AUFGABEN
1 – Fasse den Absatz im Textauszug, der mit „Dieser Übergang zwischen magnetischem Atom“ beginnt, kürzer als Liste zusammen, ohne seine wesentlichen Fakten wegzulassen.
2 – Entnimm dem Textauszug wortgetreu den Teil, der mit den Worten „Dieser Übergang zwischen“ beginnt und mit „der Nanocluster Trap.“ endet.

TEXTAUSZUG
──────────────────────────────
Gerade bei Speichermedien wie Festplatten spielen die magnetischen Eigenschaften des verwendeten Materials eine entscheidende Rolle, denn die einzelnen Bits werden mithilfe der Magnetisierung der Speichereinheit kodiert. Aber während bei makroskopischen Festkörpern gut bekannt ist, welche sich als Speichermedium eignen, ist das bei Nanoteilchen derzeit nicht der Fall. Bernd von Issendorff von der Universität Freiburg sagt dazu: „Bei Nanoteilchen sind die Eigenschaften häufig deutlich anders als bei Festkörpern. Wenn die Materie klein wird, ändern sich dadurch die magnetischen Eigenschaften. Die Frage ist nun, wie magnetisch diese kleinen Teilchen sind. Einzelne Atome sind nämlich oft magnetisch, aber wenn man diese Atome zu Molekülen oder zu Festkörpern zusammensetzt, dann verschwindet das meistens. Festkörper sind größtenteils nicht magnetisch.“

Dieser Übergang zwischen magnetischem Atom und nicht magnetischem Festkörper ist bislang noch nicht vollständig verstanden. Zwar wissen Forscher, dass sich das magnetische Moment eines Atoms – also wie magnetisch es ist und in welche Richtung diese Magnetisierung zeigt – aus zwei Komponenten zusammensetzt: dem Spinmagnetismus und dem Bahnmagnetismus. In Speichermedien bestimmt der Bahnmagnetismus wesentlich, wie stabil Informationen gespeichert werden können, denn dieser sorgt dafür, dass die Spinmomente in bestimmten Richtungen der Kristallstruktur „einrasten“.

Eine CAD-Zeichnung zeigt den schematischen Aufbau der Nanocluster Trap.

Schema der Ionenfalle

„Der Spinmagnetismus beruht auf den Elektronen im Atom, die selbst wie kleine Magnete sind, also ein magnetisches Moment haben“, sagt von Issendorff. „Zusätzlich bewegen sie sich auf Kreisbahnen um den Atomkern und diese Kreisbahn erzeugt ein weiteres magnetisches Moment – den Bahnmagnetismus.“ Je nachdem wie viele Elektronen sich um einen Kern drehen und wie ihre Spins zueinander ausgerichtet sind, ist das Atom magnetisch – oder eben nicht. In ausgedehnten Festkörpern ist zwar häufig noch das magnetische Moment aufgrund des Spins der einzelnen Elektronen vorhanden. Was aber oft fehlt, sind diejenigen magnetischen Momente, die aufgrund der Bahnbewegung der Elektronen um das Atom entstehen, weil im Festkörper eine solche einfache Umkreisung des Atomkerns nicht mehr stattfindet. „Bei Nanoteilchen ist nun die Frage, ob und wie sich die Spins zueinander ausrichten und wie viel von dem technologisch wichtigen Bahnmagnetismus noch vorhanden ist“, erläutert von Issendorff.
──────────────────────────────
ZEILEN
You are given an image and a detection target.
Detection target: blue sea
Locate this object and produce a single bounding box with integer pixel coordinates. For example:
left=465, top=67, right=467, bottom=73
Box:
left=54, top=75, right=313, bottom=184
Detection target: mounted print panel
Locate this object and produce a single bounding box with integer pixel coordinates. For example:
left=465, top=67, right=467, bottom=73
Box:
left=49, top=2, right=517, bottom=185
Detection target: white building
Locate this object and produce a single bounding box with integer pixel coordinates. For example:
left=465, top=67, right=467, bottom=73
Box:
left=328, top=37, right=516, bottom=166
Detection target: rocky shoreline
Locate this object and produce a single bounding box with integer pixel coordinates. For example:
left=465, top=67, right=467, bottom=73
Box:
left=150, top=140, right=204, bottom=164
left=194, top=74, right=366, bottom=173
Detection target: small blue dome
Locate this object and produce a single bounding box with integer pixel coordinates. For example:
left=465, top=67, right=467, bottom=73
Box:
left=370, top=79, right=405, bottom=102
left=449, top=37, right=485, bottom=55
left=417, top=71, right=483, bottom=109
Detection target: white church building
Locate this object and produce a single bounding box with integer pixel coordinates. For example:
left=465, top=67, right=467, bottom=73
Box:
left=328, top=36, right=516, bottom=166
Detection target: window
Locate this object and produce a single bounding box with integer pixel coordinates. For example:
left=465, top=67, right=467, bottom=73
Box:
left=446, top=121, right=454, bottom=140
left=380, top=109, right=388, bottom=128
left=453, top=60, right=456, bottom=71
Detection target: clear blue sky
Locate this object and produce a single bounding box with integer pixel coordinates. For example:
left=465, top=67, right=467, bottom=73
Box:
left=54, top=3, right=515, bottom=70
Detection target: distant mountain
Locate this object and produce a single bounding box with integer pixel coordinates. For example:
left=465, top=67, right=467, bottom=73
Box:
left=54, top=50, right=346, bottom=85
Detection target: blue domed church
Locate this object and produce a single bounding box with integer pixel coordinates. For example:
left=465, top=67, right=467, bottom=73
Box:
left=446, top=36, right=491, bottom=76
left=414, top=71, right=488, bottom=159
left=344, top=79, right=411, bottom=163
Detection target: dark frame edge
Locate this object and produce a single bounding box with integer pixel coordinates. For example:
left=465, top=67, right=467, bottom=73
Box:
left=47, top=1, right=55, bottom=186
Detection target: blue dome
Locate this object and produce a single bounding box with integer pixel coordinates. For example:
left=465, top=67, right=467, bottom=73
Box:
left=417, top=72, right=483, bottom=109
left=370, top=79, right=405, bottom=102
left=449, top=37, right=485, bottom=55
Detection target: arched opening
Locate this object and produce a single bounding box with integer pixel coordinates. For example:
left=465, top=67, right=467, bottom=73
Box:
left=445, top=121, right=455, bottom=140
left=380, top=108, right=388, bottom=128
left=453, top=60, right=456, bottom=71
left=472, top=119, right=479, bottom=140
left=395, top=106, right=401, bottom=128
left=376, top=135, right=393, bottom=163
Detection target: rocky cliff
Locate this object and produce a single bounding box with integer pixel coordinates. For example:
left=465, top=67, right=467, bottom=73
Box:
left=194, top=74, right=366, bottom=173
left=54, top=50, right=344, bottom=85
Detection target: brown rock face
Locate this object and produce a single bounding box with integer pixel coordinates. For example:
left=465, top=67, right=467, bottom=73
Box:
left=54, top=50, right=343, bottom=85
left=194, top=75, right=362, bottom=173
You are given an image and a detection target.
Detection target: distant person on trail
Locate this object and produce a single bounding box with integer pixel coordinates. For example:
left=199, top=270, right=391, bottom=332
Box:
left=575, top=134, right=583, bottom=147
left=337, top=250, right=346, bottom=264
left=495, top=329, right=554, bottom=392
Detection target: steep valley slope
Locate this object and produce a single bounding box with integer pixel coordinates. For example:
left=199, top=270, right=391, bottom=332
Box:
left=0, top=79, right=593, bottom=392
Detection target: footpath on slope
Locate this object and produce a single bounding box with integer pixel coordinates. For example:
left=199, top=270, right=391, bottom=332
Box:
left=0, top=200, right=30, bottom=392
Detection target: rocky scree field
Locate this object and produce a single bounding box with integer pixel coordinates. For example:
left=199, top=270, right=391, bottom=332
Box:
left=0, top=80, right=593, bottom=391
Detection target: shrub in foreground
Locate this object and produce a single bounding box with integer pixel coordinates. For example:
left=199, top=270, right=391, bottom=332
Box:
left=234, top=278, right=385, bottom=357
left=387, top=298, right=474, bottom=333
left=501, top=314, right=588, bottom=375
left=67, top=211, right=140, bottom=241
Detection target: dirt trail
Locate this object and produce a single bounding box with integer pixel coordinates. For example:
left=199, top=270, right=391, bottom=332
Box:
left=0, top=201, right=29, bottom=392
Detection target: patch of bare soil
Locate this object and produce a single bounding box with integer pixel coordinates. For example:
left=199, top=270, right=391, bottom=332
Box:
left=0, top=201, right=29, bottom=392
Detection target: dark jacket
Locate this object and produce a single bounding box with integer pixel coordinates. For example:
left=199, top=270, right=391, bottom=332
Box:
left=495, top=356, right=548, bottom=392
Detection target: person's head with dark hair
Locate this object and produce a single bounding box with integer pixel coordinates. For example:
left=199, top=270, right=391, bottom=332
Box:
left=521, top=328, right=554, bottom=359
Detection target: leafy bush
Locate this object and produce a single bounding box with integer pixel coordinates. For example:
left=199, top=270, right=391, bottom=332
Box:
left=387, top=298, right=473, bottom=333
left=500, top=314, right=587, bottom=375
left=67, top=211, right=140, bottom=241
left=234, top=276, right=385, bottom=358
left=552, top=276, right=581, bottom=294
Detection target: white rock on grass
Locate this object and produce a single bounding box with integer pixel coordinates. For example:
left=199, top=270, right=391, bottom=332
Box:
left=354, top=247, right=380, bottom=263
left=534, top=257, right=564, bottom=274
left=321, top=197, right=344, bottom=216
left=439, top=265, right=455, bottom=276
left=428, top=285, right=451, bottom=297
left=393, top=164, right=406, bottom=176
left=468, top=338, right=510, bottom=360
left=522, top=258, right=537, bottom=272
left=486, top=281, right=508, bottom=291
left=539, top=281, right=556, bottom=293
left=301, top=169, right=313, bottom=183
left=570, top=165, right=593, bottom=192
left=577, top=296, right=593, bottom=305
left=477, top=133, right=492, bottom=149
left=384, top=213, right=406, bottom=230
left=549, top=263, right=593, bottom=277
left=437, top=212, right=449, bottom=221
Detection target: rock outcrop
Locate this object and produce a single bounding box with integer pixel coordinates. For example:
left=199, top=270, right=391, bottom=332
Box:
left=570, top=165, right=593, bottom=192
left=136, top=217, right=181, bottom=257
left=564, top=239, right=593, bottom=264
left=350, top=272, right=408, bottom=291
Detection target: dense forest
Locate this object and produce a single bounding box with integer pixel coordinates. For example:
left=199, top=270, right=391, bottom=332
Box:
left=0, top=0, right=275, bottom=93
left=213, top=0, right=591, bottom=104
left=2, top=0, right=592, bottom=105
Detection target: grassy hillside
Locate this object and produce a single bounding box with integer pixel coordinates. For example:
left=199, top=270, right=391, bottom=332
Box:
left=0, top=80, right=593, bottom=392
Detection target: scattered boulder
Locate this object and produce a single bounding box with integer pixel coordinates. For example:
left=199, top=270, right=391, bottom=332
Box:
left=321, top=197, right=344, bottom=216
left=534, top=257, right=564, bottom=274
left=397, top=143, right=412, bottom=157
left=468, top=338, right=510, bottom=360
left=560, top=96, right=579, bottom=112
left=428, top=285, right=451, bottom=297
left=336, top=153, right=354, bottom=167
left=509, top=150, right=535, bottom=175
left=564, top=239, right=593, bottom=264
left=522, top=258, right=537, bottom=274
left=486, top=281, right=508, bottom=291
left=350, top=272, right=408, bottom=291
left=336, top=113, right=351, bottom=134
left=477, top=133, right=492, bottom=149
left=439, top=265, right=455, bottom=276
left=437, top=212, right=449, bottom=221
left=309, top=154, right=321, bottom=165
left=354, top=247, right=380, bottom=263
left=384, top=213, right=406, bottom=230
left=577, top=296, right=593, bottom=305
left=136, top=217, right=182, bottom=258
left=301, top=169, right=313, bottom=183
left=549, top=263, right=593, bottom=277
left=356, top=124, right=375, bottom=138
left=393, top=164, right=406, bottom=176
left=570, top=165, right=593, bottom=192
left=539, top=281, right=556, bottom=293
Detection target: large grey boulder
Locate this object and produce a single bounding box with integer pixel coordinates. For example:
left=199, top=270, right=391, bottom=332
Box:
──────────────────────────────
ERWARTETE ERGEBNISSE
1 –
- Der Übergang zwischen magnetischem Atom und nicht magnetischem Festkörper ist bislang nicht vollständig verstanden.
- Das magnetische Moment eines Atoms gibt an, wie magnetisch es ist und in welche Richtung die Magnetisierung zeigt. Es setzt sich aus Spinmagnetismus und Bahnmagnetismus zusammen.
- In Speichermedien bestimmt der Bahnmagnetismus wesentlich, wie stabil Informationen gespeichert werden können. Er lässt die Spinmomente in bestimmten Richtungen der Kristallstruktur „einrasten“.

2 –
Dieser Übergang zwischen magnetischem Atom und nicht magnetischem Festkörper ist bislang noch nicht vollständig verstanden. Zwar wissen Forscher, dass sich das magnetische Moment eines Atoms – also wie magnetisch es ist und in welche Richtung diese Magnetisierung zeigt – aus zwei Komponenten zusammensetzt: dem Spinmagnetismus und dem Bahnmagnetismus. In Speichermedien bestimmt der Bahnmagnetismus wesentlich, wie stabil Informationen gespeichert werden können, denn dieser sorgt dafür, dass die Spinmomente in bestimmten Richtungen der Kristallstruktur „einrasten“.

Eine CAD-Zeichnung zeigt den schematischen Aufbau der Nanocluster Trap.